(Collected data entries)
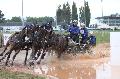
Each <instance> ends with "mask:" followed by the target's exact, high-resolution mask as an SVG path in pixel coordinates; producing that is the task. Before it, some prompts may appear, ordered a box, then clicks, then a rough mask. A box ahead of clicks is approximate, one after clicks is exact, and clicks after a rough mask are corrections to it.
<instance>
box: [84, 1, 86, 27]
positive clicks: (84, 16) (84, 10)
mask: <svg viewBox="0 0 120 79" xmlns="http://www.w3.org/2000/svg"><path fill="white" fill-rule="evenodd" d="M85 4H86V2H85V0H84V18H85V27H86V13H85Z"/></svg>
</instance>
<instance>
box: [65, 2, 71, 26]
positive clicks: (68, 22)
mask: <svg viewBox="0 0 120 79" xmlns="http://www.w3.org/2000/svg"><path fill="white" fill-rule="evenodd" d="M70 20H71V9H70V5H69V3H68V2H67V4H66V23H67V24H69V23H70Z"/></svg>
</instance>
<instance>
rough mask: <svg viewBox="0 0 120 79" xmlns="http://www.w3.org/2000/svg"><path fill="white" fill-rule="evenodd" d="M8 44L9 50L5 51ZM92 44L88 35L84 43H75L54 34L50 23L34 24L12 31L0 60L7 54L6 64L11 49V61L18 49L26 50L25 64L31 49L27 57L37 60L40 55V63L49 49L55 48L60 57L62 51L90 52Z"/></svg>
mask: <svg viewBox="0 0 120 79" xmlns="http://www.w3.org/2000/svg"><path fill="white" fill-rule="evenodd" d="M26 38H28V39H26ZM95 44H96V43H95ZM9 46H10V49H9V51H8V52H7V53H5V51H6V50H7V48H8V47H9ZM93 46H95V45H91V44H90V38H89V37H88V40H87V41H86V43H85V44H81V43H79V44H76V43H74V41H73V40H72V39H71V38H69V37H68V36H65V35H59V34H56V33H55V32H54V31H53V29H52V25H51V23H47V24H43V25H42V26H39V25H37V24H35V25H30V26H25V27H24V28H23V30H22V31H20V32H19V33H18V32H17V33H14V34H13V35H12V36H11V37H10V38H9V40H8V41H7V44H6V46H5V49H4V50H3V52H2V53H1V54H0V56H2V58H1V59H0V61H1V60H3V59H5V57H6V56H8V57H7V60H6V63H5V65H7V64H8V60H9V58H10V55H11V53H12V51H15V54H14V56H13V59H12V61H14V59H15V57H16V55H17V54H18V53H19V52H20V50H26V57H25V62H24V64H25V65H26V61H27V55H28V50H32V53H31V55H30V58H29V59H30V60H37V59H38V58H39V56H40V55H41V58H40V59H39V62H38V63H40V61H41V59H44V56H45V54H46V53H45V52H48V51H49V50H55V51H56V53H57V55H58V56H57V57H58V58H60V56H61V55H62V54H64V53H69V54H73V55H74V54H77V53H91V52H92V51H91V48H92V47H93ZM41 50H42V52H41ZM4 53H5V54H4ZM36 55H37V57H36ZM12 64H13V63H12Z"/></svg>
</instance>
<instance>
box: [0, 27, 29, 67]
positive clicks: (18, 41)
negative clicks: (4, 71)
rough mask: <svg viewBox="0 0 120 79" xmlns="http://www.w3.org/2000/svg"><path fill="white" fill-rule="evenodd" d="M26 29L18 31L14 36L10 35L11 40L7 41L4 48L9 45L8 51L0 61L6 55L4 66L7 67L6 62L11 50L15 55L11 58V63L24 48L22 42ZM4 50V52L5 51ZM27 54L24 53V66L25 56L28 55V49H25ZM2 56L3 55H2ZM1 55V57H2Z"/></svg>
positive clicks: (23, 28)
mask: <svg viewBox="0 0 120 79" xmlns="http://www.w3.org/2000/svg"><path fill="white" fill-rule="evenodd" d="M25 33H26V29H25V28H23V30H22V31H20V32H19V33H18V34H17V35H16V33H15V34H14V35H12V36H11V37H10V38H12V40H8V42H7V44H6V46H5V50H6V48H7V47H8V46H9V45H10V49H9V51H8V52H7V53H6V54H5V55H4V56H3V57H2V58H1V59H0V61H1V60H3V59H4V58H5V57H6V56H7V55H8V57H7V60H6V63H5V65H8V60H9V58H10V55H11V53H12V51H13V50H15V52H16V53H15V55H14V56H13V61H14V59H15V57H16V55H17V54H18V53H19V52H20V50H22V49H24V46H25V43H24V40H25V36H26V34H25ZM5 50H4V51H5ZM26 50H27V52H26V57H25V64H26V60H27V54H28V48H27V49H26ZM2 54H3V53H2ZM2 54H1V55H2Z"/></svg>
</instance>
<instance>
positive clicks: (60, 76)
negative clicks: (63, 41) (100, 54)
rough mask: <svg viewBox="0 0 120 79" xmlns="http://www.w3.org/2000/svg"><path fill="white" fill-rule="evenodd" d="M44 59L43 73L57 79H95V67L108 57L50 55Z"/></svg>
mask: <svg viewBox="0 0 120 79" xmlns="http://www.w3.org/2000/svg"><path fill="white" fill-rule="evenodd" d="M45 61H46V63H45ZM45 61H44V65H42V66H41V70H42V73H43V74H46V75H51V76H54V77H56V78H58V79H96V74H97V73H96V72H97V71H98V70H97V67H99V66H101V64H103V63H105V62H107V61H108V59H105V58H104V59H86V57H85V58H80V56H77V57H73V58H72V57H71V58H69V57H67V56H66V57H63V58H61V59H57V58H55V57H51V58H49V60H45ZM98 76H99V75H98Z"/></svg>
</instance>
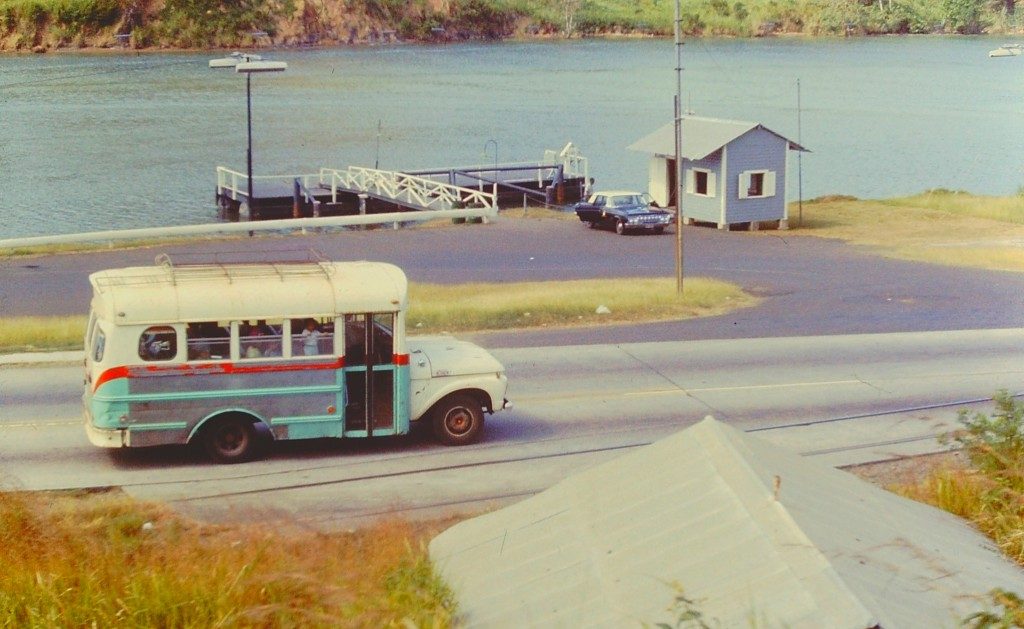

WHAT IS EXPECTED
Select every line in the records above that contains the word "positive", and copy each of those lines.

TASK OUTPUT
positive clicks: (84, 16) (84, 10)
positive clicks: (68, 22)
positive clicks: (18, 41)
positive clicks: (23, 28)
positive clicks: (60, 76)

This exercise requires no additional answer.